(PASSAGE):
________________

The main matrix with interactions data to factorize (e.g. movie ratings by users, bag-of-words representations of texts, etc.). The package is built with recommender systems in mind, and will assume that 'X' is a matrix in which users are rows, items are columns, and values denote interactions between a given user and item. Can be passed in the following formats:

  • A 'data.frame' representing triplets, in which there should be one row for each present or non-missing interaction, with the first column denoting the user/row ID, the second column the item/column ID, and the third column the value (e.g. movie rating). If passed in this format, the user and item IDs will be reindexed internally, and the side information matrices should have row names matching to those IDs. If there are observation weights, these should be the fourth column.

  • A sparse matrix in COO/triplets format, either from package 'Matrix' (class 'dgTMatrix') or from package 'SparseM' (class 'matrix.coo').

  • A dense matrix from base R (class 'matrix'), with missing values set as 'NA'/'NaN'.

If using the package 'softImpute', objects of type 'incomplete' from that package can be converted to 'Matrix' objects through e.g. 'as(X, "TsparseMatrix")'. Sparse matrices can be created through e.g. 'Matrix::sparseMatrix(..., repr="T")'.

________________

(EXERCISES):
- 1) In the documentation on the input matrix, what should the fourth column of a triplet data.frame contain?
- 2) Using the documentation on the input matrix, explain why the package treats users as rows and items as columns.
- 3) Extend the documentation on the input matrix, starting right after its final sentence.
The data after this point come from a separate source.

(DATA LINES):
________________

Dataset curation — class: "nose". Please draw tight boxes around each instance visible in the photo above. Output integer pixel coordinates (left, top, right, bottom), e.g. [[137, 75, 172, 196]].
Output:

________________

(EXPECTED RESPONSES):
- 1) Observation weights, if there are any.

- 2) The package is built with recommender systems in mind. It therefore assumes that X holds users as rows and items as columns, with each value recording an interaction between a given user and item.

- 3)
It is recommended for faster fitting times to pass the 'X' data as a matrix (either sparse or dense) as then it will avoid internal reindexes.

Note that, generally, it's possible to pass partially disjoints sets of users/items between the different matrices (e.g. it's possible for both the 'X' and 'U' matrices to have rows that the other doesn't have). If any of the inputs has less rows/columns than the other(s) (e.g. 'U' has more rows than 'X', or 'I' has more rows than there are columns in 'X'), will assume that the rest of the rows/columns have only missing values. However, when having partially disjoint inputs, the order of the rows/columns matters for speed for the 'CMF' and 'CMF_implicit' models under the ALS method, as it might run faster when the 'U'/'I' inputs that do not have matching rows/columns in 'X' have those unmatched rows/columns at the end (last rows/columns) and the 'X' input is shorter. See also the parameter 'include_all_X' for info about predicting with mismatched 'X'.

If passed as sparse/triplets, the non-missing values should not contain any 'NA'/'NaN's.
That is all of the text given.